TASK STATEMENT ::
Write down each entry again, exactly as it reads.
[DATA PROVIDED Boundary: Start]
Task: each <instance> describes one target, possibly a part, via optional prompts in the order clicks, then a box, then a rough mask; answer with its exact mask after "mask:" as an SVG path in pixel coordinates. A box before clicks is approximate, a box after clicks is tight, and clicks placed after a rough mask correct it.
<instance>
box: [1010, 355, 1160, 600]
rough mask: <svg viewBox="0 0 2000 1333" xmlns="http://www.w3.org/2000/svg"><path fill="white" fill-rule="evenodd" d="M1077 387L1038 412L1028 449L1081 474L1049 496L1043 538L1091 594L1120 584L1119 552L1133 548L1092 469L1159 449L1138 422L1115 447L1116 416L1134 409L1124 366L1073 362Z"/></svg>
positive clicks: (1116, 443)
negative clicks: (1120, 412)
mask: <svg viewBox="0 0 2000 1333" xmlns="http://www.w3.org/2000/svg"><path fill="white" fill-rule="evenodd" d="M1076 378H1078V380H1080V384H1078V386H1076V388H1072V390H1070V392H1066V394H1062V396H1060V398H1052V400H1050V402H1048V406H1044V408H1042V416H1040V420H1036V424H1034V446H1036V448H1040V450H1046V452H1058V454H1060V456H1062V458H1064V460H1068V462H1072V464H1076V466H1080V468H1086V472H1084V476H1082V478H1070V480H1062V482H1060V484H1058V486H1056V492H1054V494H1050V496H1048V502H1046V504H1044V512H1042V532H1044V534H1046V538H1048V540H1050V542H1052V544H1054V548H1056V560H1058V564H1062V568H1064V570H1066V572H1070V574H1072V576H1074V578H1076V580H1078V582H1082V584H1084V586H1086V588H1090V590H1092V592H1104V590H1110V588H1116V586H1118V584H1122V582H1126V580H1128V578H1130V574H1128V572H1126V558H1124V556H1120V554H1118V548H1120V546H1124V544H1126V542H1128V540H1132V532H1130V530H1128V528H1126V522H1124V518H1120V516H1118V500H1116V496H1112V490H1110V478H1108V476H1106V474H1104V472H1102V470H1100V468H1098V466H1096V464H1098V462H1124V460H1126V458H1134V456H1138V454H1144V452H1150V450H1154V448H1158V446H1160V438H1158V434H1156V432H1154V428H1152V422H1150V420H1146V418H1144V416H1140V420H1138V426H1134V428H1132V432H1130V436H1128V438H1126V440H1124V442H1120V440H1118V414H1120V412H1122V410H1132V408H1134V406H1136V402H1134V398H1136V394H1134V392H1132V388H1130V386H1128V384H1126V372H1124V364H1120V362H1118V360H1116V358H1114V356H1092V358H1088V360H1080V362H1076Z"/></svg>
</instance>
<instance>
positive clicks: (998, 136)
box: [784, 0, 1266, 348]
[DATA PROVIDED Boundary: End]
TASK ANSWER ::
Task: each <instance> describes one target, possibly a part, via optional prompts in the order clicks, then a box, then a rough mask; answer with its exact mask after "mask:" as an SVG path in pixel coordinates. A box before clicks is approximate, a box after clicks is tight, and clicks placed after a rough mask correct it.
<instance>
box: [1010, 355, 1160, 600]
rough mask: <svg viewBox="0 0 2000 1333" xmlns="http://www.w3.org/2000/svg"><path fill="white" fill-rule="evenodd" d="M1077 387L1038 412L1028 449L1081 474L1049 496L1043 538L1091 594L1120 584L1119 552L1133 548L1092 469L1159 449L1138 422L1115 447L1116 416L1134 409L1124 366L1073 362Z"/></svg>
positive clicks: (1116, 443)
negative clicks: (1120, 412)
mask: <svg viewBox="0 0 2000 1333" xmlns="http://www.w3.org/2000/svg"><path fill="white" fill-rule="evenodd" d="M1076 378H1078V380H1080V384H1078V386H1076V388H1072V390H1070V392H1066V394H1062V396H1060V398H1052V400H1050V402H1048V406H1044V408H1042V416H1040V420H1036V424H1034V446H1036V448H1040V450H1046V452H1058V454H1060V456H1062V458H1064V460H1068V462H1072V464H1076V466H1080V468H1086V472H1084V476H1082V478H1070V480H1062V482H1060V484H1058V486H1056V492H1054V494H1050V496H1048V502H1046V504H1044V512H1042V532H1044V534H1046V538H1048V540H1050V542H1052V544H1054V548H1056V560H1058V564H1062V568H1064V570H1066V572H1070V574H1072V576H1074V578H1076V580H1078V582H1082V584H1084V586H1086V588H1090V590H1092V592H1104V590H1110V588H1116V586H1118V584H1122V582H1126V580H1128V578H1130V574H1128V572H1126V558H1124V556H1120V554H1118V548H1120V546H1124V544H1126V542H1128V540H1132V532H1130V530H1128V528H1126V522H1124V518H1120V516H1118V500H1116V496H1112V490H1110V478H1108V476H1106V474H1104V472H1102V470H1100V468H1098V466H1096V464H1098V462H1124V460H1126V458H1134V456H1138V454H1144V452H1150V450H1154V448H1158V446H1160V438H1158V434H1156V432H1154V428H1152V422H1150V420H1146V418H1144V416H1140V420H1138V426H1134V428H1132V432H1130V436H1128V438H1126V440H1124V442H1120V440H1118V414H1120V412H1122V410H1132V408H1134V406H1136V402H1134V398H1136V394H1134V392H1132V388H1130V386H1128V384H1126V372H1124V364H1120V362H1118V360H1116V358H1114V356H1092V358H1088V360H1080V362H1076Z"/></svg>
</instance>
<instance>
positive clicks: (998, 136)
box: [784, 0, 1266, 348]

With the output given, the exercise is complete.